▶ [GIVEN EXERCISE] Extract each line of the data below that contains the word "panel".

▶ [EXERCISE MATERIAL]
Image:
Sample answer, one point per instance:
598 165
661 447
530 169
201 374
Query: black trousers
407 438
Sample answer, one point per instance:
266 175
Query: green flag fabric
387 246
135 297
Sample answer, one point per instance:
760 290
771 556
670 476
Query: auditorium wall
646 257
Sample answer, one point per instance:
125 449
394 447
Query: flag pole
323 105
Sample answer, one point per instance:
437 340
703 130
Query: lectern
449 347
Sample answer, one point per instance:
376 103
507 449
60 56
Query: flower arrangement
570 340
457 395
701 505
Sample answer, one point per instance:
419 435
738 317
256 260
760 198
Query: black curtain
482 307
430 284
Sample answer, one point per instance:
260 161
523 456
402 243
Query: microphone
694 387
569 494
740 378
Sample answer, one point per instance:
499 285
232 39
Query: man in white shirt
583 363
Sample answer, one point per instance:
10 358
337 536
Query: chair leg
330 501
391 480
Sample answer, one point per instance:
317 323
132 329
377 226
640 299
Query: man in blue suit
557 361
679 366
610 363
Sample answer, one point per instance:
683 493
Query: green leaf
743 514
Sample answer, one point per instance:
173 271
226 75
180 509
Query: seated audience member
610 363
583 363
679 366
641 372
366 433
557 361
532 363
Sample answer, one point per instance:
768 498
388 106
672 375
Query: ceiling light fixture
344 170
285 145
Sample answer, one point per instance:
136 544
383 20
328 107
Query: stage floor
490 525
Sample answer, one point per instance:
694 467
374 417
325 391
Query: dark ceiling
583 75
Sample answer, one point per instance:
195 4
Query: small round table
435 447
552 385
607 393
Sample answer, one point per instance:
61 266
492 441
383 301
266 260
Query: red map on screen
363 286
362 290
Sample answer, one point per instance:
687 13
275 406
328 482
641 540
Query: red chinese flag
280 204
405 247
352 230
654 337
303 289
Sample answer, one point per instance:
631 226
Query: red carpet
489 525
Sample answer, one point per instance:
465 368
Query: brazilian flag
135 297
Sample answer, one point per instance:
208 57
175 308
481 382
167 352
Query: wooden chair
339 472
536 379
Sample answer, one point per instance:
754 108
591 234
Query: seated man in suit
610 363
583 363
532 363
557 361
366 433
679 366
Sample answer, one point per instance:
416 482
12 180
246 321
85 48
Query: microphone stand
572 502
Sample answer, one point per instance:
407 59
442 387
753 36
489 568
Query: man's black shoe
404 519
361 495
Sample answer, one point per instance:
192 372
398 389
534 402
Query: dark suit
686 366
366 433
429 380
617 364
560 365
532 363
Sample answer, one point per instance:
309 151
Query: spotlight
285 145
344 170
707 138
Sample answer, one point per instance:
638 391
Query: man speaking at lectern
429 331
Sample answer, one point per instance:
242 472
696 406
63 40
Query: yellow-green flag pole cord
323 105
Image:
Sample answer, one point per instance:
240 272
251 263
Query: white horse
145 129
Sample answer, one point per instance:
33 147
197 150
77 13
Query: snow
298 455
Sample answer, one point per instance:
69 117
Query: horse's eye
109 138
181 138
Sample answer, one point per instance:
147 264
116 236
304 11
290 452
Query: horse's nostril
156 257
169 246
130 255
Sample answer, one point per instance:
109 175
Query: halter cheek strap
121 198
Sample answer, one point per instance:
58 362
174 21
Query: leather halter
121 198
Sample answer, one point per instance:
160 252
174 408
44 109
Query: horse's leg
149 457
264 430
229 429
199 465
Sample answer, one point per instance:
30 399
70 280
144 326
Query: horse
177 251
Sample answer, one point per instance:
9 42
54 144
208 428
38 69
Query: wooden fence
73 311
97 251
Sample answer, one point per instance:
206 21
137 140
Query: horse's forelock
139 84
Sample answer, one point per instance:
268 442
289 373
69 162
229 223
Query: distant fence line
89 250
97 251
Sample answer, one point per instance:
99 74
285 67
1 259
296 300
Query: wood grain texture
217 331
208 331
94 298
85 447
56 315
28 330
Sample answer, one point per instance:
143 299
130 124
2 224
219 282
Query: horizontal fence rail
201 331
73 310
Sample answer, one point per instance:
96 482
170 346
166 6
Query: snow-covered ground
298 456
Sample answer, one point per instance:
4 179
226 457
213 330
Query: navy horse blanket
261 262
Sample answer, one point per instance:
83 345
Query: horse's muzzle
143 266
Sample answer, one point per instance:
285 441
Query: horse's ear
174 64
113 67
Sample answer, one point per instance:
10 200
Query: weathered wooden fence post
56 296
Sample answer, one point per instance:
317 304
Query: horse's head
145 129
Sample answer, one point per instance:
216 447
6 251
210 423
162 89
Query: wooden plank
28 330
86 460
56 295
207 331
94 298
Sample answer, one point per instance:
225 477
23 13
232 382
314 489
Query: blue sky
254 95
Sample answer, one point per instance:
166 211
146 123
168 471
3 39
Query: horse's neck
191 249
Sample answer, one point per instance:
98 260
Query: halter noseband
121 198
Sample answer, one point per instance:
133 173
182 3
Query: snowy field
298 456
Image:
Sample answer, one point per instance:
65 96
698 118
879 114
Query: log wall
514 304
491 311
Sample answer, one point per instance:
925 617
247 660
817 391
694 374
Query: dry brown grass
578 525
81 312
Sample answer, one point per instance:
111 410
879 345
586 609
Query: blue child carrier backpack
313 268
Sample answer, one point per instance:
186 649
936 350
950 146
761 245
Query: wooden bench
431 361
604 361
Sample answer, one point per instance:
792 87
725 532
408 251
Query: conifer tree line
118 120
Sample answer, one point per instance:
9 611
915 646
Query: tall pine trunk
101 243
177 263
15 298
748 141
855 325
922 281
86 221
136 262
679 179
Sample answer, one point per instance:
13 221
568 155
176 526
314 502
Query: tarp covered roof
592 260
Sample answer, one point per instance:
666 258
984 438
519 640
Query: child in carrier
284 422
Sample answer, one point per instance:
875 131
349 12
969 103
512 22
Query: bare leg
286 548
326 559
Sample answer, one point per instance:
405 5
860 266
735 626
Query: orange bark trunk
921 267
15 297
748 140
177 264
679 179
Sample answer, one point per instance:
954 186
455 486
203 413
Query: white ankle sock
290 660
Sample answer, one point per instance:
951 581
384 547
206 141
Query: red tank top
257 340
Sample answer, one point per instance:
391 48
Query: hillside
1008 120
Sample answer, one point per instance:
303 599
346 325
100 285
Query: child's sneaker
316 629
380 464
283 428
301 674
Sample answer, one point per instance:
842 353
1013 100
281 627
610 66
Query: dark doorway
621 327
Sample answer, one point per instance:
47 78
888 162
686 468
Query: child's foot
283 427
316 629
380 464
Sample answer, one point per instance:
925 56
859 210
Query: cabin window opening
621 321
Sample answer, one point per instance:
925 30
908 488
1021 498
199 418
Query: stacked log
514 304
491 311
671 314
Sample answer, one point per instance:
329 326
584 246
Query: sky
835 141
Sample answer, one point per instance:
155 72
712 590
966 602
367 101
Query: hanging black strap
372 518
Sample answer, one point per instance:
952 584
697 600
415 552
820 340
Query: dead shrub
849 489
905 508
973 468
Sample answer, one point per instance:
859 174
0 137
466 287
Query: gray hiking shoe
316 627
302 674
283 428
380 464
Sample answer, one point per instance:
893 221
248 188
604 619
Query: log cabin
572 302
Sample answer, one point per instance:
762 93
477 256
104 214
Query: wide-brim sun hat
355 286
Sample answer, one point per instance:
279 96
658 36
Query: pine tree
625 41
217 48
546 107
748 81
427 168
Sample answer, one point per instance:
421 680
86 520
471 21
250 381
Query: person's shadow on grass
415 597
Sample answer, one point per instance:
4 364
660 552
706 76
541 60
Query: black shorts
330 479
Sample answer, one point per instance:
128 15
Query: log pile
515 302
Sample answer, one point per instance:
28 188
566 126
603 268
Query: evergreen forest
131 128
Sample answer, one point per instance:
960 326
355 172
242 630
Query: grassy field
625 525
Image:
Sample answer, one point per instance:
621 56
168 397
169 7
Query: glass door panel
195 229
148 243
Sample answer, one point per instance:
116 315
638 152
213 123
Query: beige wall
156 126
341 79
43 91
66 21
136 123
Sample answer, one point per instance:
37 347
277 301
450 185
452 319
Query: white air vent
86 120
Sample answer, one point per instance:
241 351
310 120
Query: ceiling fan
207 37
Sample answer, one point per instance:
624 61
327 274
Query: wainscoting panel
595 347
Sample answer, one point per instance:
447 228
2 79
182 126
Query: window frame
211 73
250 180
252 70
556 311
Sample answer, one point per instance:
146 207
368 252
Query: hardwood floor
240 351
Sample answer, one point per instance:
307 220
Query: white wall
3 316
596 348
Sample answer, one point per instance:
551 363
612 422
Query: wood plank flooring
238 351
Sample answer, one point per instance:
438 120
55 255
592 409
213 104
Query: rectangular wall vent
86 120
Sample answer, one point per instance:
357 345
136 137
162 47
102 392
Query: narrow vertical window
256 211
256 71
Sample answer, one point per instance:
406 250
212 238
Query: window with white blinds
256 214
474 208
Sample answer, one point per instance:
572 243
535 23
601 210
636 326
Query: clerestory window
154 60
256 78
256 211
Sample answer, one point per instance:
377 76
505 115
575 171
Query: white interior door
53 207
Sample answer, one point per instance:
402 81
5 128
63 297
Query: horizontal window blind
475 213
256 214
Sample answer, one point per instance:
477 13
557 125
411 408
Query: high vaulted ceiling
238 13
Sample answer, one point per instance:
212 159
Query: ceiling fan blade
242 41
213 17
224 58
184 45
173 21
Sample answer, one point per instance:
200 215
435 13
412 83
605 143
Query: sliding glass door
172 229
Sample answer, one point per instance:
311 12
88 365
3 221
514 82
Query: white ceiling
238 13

▶ [WRITTEN ANSWER]
Query: glass door panel
Query: wainscoting panel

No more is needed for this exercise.